FRAGMENTO DE LA FUENTE:
•••

Vida y trabajo de las empleadas domésticas en Lima, 1960-1980

Emily Culver

Las trabajadoras domésticas de Lima llevan mucho tiempo enfrentándose a difíciles condiciones de trabajo y luchando por conseguir los mismos derechos que sus compañeros. Éste fue también el caso de la gran oleada de mujeres que emigraron a la capital y buscaron trabajo como empleadas domésticas en las décadas de 1960 y 1970. Como trabajadoras, realizaban tareas domésticas, cocinaban y cuidaban a los niños de familias acomodadas y de clase media durante más de ocho horas al día, a menudo sin prestaciones ni contratos formales. Un mito generalizado sobre las trabajadoras domésticas en Perú es la idea de que están integradas de alguna manera en la familia del empleador, que “son prácticamente familia”. Efectivamente, algunos empleadores pueden ver a sus trabajadores domésticos como una extensión de su familia; al hacerlo, desdibujan los límites entre la relación trabajador-empleador. Esta percepción suele llevar a la creencia de que los trabajadores domésticos no necesitan contratos formales, protecciones o incluso salarios porque son “como de la familia”. Sin embargo, este mito refuerza la infravaloración del trabajo doméstico y perpetúa la explotación y el maltrato de quienes trabajan en este rubro. 

El tema me atrajo inicialmente porque, aunque el trabajo doméstico ha sido históricamente la forma más común de empleo para las mujeres en el Perú, estas mujeres han sido por lo general excluidas de los estudios sobre la clase trabajadora, en parte debido a la naturaleza privada y aislada de su trabajo. Un análisis de sus experiencias, por lo tanto, contribuye a una comprensión más completa acerca de la clase trabajadora en la Lima de los años sesenta y setenta. Además, desvelar las historias y perspectivas de las trabajadoras domésticas es crucial para cuestionar la explotación sistémica y el insuficiente reconocimiento de este importante sector de la mano de obra.

•••

Material almacenado:
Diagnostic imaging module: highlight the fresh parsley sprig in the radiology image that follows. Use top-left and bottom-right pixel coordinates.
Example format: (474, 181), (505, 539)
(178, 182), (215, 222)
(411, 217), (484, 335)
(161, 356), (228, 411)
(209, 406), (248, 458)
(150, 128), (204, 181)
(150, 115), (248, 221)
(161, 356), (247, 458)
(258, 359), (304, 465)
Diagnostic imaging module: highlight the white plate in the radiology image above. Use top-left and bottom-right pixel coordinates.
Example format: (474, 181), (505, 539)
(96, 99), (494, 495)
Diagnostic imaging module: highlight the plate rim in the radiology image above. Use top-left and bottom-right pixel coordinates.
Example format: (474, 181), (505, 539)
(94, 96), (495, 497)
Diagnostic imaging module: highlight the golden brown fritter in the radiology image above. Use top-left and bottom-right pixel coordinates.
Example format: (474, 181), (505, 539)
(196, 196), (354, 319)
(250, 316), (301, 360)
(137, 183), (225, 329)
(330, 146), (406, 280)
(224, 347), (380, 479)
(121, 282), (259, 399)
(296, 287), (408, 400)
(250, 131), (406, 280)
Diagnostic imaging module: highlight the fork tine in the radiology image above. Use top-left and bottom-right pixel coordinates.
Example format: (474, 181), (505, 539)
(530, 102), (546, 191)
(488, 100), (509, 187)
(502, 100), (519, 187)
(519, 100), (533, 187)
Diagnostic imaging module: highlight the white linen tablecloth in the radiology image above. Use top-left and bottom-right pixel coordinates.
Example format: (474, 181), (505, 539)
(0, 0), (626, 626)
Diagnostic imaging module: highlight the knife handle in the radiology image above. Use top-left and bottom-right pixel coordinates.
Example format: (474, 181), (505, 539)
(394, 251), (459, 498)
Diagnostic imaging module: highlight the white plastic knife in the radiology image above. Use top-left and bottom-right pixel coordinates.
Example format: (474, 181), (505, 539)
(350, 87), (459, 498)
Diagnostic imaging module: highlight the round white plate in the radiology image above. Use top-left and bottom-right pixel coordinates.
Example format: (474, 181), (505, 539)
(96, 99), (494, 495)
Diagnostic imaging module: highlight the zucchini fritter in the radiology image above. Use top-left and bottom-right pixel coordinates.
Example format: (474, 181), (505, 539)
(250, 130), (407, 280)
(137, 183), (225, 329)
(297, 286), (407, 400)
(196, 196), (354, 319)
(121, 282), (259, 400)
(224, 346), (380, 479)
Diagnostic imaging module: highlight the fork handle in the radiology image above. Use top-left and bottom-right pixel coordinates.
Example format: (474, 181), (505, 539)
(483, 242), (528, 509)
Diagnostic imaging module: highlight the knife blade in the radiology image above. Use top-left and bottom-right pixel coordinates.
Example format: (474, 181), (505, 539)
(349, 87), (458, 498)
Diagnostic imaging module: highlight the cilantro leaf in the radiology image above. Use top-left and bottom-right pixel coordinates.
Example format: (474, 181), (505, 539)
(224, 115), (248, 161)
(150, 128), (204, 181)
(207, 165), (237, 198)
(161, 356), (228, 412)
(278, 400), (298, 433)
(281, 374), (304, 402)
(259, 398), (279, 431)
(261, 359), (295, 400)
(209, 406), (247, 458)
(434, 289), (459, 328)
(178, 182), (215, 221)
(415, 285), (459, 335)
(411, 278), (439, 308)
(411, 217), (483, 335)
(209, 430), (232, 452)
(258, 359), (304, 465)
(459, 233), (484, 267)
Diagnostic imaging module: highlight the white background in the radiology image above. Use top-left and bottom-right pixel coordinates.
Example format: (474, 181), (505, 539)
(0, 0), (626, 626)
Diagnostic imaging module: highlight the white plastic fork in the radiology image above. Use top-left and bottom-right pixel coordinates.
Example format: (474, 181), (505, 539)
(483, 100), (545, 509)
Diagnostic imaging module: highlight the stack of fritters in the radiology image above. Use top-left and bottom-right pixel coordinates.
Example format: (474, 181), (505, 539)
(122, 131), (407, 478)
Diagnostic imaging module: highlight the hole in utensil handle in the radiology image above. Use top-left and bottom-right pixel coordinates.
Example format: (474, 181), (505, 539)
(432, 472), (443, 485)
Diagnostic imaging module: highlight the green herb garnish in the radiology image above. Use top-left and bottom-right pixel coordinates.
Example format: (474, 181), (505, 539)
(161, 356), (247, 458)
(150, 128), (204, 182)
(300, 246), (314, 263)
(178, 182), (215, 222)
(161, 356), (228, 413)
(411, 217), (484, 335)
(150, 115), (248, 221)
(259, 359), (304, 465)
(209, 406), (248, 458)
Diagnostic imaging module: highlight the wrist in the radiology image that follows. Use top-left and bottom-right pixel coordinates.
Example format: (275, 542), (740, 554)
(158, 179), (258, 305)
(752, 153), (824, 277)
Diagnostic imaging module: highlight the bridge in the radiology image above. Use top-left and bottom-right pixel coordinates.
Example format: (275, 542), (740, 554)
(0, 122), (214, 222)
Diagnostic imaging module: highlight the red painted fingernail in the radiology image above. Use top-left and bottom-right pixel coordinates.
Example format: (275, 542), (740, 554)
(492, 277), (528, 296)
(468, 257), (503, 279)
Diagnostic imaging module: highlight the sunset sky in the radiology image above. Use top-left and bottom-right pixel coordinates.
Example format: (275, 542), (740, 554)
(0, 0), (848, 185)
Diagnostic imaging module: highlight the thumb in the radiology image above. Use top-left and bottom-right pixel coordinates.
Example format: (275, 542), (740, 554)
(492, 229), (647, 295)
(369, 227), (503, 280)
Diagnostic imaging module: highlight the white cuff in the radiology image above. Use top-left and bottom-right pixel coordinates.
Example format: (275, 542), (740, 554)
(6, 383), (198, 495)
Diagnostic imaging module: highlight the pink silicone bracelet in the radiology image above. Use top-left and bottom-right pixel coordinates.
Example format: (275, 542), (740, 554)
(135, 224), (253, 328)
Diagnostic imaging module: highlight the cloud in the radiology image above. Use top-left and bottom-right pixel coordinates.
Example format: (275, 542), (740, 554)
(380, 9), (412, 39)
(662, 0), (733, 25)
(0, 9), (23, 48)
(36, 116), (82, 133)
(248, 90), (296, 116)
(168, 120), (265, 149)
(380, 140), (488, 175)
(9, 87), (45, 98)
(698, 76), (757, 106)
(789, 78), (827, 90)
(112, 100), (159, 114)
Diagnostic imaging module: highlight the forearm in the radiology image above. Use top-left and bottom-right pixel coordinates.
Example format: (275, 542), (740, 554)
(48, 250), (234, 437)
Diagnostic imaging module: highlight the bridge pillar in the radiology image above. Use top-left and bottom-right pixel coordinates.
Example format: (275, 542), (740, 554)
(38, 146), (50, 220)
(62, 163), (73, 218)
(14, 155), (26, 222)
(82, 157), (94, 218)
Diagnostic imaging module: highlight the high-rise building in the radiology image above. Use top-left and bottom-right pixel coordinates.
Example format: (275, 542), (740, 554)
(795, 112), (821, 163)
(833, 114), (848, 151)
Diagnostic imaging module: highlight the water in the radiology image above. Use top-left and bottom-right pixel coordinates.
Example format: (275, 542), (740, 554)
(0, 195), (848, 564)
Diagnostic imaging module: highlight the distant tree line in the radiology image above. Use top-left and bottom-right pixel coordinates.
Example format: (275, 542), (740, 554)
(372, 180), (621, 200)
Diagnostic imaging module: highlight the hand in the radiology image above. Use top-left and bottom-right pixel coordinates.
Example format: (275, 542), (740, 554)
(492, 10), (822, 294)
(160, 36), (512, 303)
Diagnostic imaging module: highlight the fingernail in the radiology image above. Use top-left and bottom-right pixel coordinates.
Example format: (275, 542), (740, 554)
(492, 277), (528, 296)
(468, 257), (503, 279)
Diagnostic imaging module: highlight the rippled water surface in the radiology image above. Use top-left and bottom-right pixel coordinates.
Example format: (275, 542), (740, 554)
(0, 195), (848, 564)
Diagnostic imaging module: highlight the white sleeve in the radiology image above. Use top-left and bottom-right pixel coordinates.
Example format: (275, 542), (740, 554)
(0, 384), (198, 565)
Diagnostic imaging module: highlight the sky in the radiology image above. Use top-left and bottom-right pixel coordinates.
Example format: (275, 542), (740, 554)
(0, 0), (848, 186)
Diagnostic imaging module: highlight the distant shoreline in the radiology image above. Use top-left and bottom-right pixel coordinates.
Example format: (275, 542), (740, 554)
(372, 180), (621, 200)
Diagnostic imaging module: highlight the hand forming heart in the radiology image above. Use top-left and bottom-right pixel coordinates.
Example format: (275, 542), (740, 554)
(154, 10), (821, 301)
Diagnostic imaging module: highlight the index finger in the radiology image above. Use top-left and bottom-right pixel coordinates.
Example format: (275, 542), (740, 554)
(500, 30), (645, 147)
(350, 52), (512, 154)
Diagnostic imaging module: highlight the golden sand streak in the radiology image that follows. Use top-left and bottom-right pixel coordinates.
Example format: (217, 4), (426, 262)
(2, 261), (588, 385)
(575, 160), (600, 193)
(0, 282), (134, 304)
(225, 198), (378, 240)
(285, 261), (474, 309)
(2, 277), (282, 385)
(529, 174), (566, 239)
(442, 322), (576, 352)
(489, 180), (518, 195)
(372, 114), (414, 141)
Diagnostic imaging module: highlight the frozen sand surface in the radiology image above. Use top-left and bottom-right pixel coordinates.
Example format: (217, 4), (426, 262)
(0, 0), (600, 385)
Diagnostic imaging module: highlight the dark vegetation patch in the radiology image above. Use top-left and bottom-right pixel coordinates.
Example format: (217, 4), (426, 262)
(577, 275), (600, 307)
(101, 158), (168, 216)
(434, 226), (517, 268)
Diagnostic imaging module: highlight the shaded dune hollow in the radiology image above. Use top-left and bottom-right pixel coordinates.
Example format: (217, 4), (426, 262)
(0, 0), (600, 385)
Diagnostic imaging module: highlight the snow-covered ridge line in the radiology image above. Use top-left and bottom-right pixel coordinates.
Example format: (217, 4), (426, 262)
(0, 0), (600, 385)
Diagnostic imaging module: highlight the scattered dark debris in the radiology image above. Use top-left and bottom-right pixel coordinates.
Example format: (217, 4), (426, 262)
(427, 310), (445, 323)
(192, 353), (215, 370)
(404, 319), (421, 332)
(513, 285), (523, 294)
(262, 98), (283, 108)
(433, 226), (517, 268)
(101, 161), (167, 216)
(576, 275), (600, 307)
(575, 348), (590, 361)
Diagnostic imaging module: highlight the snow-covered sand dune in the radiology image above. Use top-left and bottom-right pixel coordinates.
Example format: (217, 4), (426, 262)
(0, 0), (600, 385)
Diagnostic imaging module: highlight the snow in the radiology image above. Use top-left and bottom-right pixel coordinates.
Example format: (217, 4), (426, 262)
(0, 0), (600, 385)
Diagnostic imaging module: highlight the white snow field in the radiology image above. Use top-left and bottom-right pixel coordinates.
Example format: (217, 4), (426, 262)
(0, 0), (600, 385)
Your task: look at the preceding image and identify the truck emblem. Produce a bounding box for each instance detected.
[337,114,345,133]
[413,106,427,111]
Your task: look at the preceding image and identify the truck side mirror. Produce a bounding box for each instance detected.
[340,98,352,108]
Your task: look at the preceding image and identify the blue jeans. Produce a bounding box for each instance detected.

•••

EJERCICIO ESCRITO 1:
Según el texto sobre las empleadas domésticas en Lima, ¿cuántas horas al día trabajaban estas mujeres en las décadas de 1960 y 1970?
EJERCICIO ESCRITO 2:
Traduce al inglés esta oración del texto sobre las empleadas domésticas en Lima: "Un análisis de sus experiencias, por lo tanto, contribuye a una comprensión más completa acerca de la clase trabajadora en la Lima de los años sesenta y setenta."
EJERCICIO ESCRITO 3:
Enumera las labores que, según el texto sobre las empleadas domésticas en Lima, realizaban estas trabajadoras para las familias acomodadas y de clase media.

RESPUESTA COMPLETA 1:
Trabajaban durante más de ocho horas al día.

RESPUESTA COMPLETA 2:
An analysis of their experiences, therefore, contributes to a fuller understanding of the working class in Lima in the sixties and seventies.

RESPUESTA COMPLETA 3:
- Realizaban tareas domésticas.
- Cocinaban.
- Cuidaban a los niños.